> **Exercise passage**:

□ □ □

Midcounties’ coronavirus response

In the face of the crisis, Alistair Rowland, chief retail officer for specialist business at The Midcounties Co‑operative, said: “I support a ‘Keep calm and carry on’ message but it has to be proportionate [to what is happening].

We’re giving agents and consumers the best picture [we can].
“Experienced agents are used to helping customers and dealing with crises. Tour operators are being as flexible as possible with balance payments.”

At Midcounties, he said: “We’re doing sensible things – stopping non‑essential travel, cancelling internal conferences for March. There is a lot of coronavirus planning.”

Rowland advised caution about messages to consumers, saying: “We could have taken a view last week on Italy and it would be different this week. My daughter’s school trip to Italy on April 1 was fine until yesterday [Monday].”

He added: “Nothing would stem the negative press, but that is likely to subside when ‘management’ [of the virus] rather than ‘containment’ takes the lead. Right now, it’s not a matter of what [message] you put in front of consumers – it would make no difference.”

Rowland is chairman of Abta and speaking on behalf of the association he said: “Whether we like it or not, there is a perceived and actual risk in travel – and Abta members would not want us to be seen to put commercial interests ahead of customer safety.”

Abta called for “extraordinary support measures” in this week’s Budget and advised consumers: “Follow Foreign Office and NHS advice regarding destinations, protect your financial position by booking a package holiday, [and] check your travel insurance for elements of your holiday that are not part of a package.”

□ □ □

> **Data shown**:
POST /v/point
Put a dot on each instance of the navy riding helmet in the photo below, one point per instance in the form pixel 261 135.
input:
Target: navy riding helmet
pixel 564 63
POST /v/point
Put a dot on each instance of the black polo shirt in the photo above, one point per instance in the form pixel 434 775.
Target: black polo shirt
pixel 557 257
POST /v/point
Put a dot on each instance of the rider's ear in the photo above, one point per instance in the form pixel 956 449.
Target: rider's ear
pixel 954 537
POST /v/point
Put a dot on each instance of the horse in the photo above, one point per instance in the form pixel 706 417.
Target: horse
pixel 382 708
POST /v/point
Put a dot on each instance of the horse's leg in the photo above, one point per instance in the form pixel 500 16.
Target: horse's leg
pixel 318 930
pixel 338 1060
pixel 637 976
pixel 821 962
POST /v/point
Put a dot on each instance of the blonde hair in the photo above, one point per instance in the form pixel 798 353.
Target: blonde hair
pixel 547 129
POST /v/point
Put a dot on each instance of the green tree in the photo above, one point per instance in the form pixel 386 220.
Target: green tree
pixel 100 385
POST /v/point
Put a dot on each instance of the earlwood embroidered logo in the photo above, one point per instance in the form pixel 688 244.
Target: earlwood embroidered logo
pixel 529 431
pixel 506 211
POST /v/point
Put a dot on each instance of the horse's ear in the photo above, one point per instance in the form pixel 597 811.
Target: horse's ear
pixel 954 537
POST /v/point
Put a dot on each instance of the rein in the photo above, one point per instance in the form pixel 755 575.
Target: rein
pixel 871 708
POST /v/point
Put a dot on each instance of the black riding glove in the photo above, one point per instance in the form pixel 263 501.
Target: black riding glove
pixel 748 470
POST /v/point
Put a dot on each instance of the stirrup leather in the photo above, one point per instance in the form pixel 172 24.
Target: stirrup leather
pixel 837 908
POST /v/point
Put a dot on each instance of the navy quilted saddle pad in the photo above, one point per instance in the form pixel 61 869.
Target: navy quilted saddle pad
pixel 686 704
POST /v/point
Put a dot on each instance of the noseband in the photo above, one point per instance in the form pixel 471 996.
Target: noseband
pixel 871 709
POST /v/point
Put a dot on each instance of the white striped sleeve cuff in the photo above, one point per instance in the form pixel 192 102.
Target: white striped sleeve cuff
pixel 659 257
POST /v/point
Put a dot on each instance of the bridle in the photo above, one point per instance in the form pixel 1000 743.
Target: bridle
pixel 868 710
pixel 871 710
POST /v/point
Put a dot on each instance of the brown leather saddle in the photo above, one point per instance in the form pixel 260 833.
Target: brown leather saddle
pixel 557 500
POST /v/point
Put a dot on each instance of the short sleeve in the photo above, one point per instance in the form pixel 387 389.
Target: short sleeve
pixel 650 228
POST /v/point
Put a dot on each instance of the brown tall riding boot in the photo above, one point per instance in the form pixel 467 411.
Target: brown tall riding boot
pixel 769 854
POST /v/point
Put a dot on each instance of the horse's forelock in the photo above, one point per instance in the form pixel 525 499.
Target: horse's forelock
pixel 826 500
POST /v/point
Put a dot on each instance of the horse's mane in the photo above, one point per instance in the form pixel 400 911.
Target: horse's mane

□ □ □

> **Work task 1**:
Check each statement against the text on Midcounties' coronavirus response. Answer yes or no, quoting the exact words from the text that decide it.
(a) Rowland is chairman of Abta.
(b) Midcounties cancelled its internal conferences for March.
(c) Abta advised consumers to avoid booking package holidays.
> **Work task 2**: Copy word for word the part of the text on Midcounties' coronavirus response that starts at "Midcounties’ coronavirus response" and ends at "picture [we can].".
The records have no part in this work.

> **Result 1**:
(a) Yes: "Rowland is chairman of Abta"
(b) Yes: "cancelling internal conferences for March"
(c) No: "protect your financial position by booking a package holiday"

> **Result 2**:
Midcounties’ coronavirus response

In the face of the crisis, Alistair Rowland, chief retail officer for specialist business at The Midcounties Co‑operative, said: “I support a ‘Keep calm and carry on’ message but it has to be proportionate [to what is happening].

We’re giving agents and consumers the best picture [we can].